Lesetext →
========
Der Einfluss der Meinung anderer auf soziale Interaktionen bei der Borderline-Persönlichkeitsstörung
Haang Jeung-Maarse, Heidelberg (Germany)
Details anzeigen
Autor:in:
Haang Jeung-Maarse, Heidelberg (Germany)
Die Borderline-Persönlichkeitsstörung (BPS) ist durch instabile zwischenmenschliche Beziehungen gekennzeichnet. Experimentelle Daten deuten vor allem auf eine Überempfindlichkeit gegenüber möglichen Zurückweisungen und Bedrohungen hin, insbesondere bei der Wahrnehmung des emotionalen Ausdrucks von Gesichtern. In diesem Beitrag stellen wir Ergebnisse von zwei Studien vor, die weitere Aspekte von sozialen Interaktionen in interaktiven Experimenten untersucht haben: a) emotionale Reaktion auf Feedback und b) soziale Entscheidungsprozesse.
In der ersten Studie erhielten Patientinnen mit BPS und gesunde Kontrollprobandinnen (n=42) Feedback (positiv, negativ, neutral) zu ihrer eigenen Meinung in einem Chatroom und gaben nach jedem Feedback Rückmeldung über die Intensität von Emotionen (Freude, Trauer, Ärger und Scham). In der zweiten Studie konnten Patientinnen mit BPS und gesunde Kontrollprobandinnen (n=55) die Anzahl von Interaktionspartner (Dyade oder Triade) auswählen und Geld untereinander aufteilen. Weiterhin beobachteten sie Interaktionsverhalten von anderen und konnten diese sowohl in ihrer Fairness einschätzen als auch die anderen als Interaktionspartner aussuchen.
========
Bereitgestellte Daten →
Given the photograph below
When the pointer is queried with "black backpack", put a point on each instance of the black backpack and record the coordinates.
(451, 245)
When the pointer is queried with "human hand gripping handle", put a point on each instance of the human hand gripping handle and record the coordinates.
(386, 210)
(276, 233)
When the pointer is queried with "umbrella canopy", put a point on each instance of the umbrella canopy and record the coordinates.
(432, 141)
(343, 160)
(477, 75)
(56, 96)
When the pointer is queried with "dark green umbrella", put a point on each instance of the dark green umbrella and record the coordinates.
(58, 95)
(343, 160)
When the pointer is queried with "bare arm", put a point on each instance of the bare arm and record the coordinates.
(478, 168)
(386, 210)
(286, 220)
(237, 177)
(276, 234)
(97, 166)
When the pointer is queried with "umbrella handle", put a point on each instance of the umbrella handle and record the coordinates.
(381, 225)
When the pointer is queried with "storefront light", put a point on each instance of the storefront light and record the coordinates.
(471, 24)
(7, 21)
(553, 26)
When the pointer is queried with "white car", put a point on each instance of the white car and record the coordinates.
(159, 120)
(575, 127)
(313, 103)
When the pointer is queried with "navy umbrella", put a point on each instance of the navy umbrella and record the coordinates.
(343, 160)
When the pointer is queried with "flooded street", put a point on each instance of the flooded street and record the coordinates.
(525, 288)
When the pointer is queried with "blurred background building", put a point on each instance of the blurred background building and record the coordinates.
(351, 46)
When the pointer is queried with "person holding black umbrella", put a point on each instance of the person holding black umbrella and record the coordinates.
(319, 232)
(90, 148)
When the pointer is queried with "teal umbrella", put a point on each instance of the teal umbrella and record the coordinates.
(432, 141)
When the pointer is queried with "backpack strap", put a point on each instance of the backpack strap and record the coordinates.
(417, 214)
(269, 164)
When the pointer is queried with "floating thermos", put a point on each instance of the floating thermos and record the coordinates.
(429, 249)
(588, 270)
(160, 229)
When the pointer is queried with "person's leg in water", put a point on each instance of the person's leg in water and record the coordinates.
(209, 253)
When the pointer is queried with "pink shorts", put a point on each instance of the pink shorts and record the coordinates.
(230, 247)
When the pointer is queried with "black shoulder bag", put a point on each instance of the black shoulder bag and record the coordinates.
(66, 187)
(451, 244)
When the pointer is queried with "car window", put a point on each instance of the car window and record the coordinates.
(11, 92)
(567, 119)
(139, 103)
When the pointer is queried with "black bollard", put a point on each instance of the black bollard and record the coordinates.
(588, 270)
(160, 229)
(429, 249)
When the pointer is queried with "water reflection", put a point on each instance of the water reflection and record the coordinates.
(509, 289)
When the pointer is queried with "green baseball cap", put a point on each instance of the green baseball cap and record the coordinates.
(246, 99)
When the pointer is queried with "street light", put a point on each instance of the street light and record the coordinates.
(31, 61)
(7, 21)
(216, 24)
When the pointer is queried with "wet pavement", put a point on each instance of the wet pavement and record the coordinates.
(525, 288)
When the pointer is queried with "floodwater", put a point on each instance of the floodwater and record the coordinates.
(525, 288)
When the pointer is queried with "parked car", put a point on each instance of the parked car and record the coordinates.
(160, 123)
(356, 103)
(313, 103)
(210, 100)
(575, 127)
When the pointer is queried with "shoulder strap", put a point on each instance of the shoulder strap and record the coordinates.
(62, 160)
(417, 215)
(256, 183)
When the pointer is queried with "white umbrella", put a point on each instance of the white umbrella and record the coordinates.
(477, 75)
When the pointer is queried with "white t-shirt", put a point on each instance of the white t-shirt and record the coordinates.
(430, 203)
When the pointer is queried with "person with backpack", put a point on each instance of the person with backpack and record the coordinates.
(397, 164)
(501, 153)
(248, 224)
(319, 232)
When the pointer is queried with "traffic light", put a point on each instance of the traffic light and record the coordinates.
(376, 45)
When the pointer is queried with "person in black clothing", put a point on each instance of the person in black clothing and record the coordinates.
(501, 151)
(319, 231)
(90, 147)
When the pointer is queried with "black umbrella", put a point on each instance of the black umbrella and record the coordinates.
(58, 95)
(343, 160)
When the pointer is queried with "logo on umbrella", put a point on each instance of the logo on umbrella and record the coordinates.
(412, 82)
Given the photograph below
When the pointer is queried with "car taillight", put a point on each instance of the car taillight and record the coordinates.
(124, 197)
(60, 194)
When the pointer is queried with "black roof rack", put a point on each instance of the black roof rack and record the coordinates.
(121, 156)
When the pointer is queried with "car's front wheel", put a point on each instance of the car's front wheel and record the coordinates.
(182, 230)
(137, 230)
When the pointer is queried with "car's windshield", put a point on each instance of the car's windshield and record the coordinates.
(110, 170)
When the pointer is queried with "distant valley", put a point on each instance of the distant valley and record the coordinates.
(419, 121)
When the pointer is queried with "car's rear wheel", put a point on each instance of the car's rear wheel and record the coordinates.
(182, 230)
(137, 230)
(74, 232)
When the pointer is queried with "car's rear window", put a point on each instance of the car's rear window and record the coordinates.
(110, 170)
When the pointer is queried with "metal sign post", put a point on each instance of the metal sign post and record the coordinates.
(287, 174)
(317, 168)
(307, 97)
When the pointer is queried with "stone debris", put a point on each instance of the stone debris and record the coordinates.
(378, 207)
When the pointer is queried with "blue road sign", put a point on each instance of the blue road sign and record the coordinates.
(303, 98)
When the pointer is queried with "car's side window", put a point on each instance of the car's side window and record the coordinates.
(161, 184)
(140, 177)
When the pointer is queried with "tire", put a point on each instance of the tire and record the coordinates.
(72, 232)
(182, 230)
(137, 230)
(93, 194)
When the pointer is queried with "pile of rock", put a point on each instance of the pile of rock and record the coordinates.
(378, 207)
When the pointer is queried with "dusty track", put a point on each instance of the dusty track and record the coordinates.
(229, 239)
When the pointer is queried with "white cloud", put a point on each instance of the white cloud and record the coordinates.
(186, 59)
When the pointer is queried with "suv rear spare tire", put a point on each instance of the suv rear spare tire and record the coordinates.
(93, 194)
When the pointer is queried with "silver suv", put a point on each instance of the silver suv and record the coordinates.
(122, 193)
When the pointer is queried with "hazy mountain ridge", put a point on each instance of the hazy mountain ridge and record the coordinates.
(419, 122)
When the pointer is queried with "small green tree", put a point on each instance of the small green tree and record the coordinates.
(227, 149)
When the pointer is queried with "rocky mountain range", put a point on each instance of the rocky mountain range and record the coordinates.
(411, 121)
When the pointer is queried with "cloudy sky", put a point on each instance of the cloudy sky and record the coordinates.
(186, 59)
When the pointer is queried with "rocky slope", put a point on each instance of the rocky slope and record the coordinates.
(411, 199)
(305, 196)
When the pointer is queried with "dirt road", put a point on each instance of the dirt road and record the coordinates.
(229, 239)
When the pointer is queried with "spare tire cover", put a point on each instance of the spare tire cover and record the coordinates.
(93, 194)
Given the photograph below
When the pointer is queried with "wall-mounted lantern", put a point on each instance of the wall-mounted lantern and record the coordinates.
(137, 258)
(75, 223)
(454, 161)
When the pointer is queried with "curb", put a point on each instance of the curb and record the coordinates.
========
Aufgabenstellung 1 → Führen Sie alle Emotionen auf, deren Intensität die Teilnehmerinnen der ersten Studie laut Lesetext nach jedem Feedback angaben.
Aufgabenstellung 2 → Kopieren Sie aus dem Lesetext den Abschnitt von „Der Einfluss der“ bis „b) soziale Entscheidungsprozesse.“.

Schriftliche Antwort 1 → Freude, Trauer, Ärger, Scham

Schriftliche Antwort 2 →
Der Einfluss der Meinung anderer auf soziale Interaktionen bei der Borderline-Persönlichkeitsstörung
Haang Jeung-Maarse, Heidelberg (Germany)
Details anzeigen
Autor:in:
Haang Jeung-Maarse, Heidelberg (Germany)
Die Borderline-Persönlichkeitsstörung (BPS) ist durch instabile zwischenmenschliche Beziehungen gekennzeichnet. Experimentelle Daten deuten vor allem auf eine Überempfindlichkeit gegenüber möglichen Zurückweisungen und Bedrohungen hin, insbesondere bei der Wahrnehmung des emotionalen Ausdrucks von Gesichtern. In diesem Beitrag stellen wir Ergebnisse von zwei Studien vor, die weitere Aspekte von sozialen Interaktionen in interaktiven Experimenten untersucht haben: a) emotionale Reaktion auf Feedback und b) soziale Entscheidungsprozesse.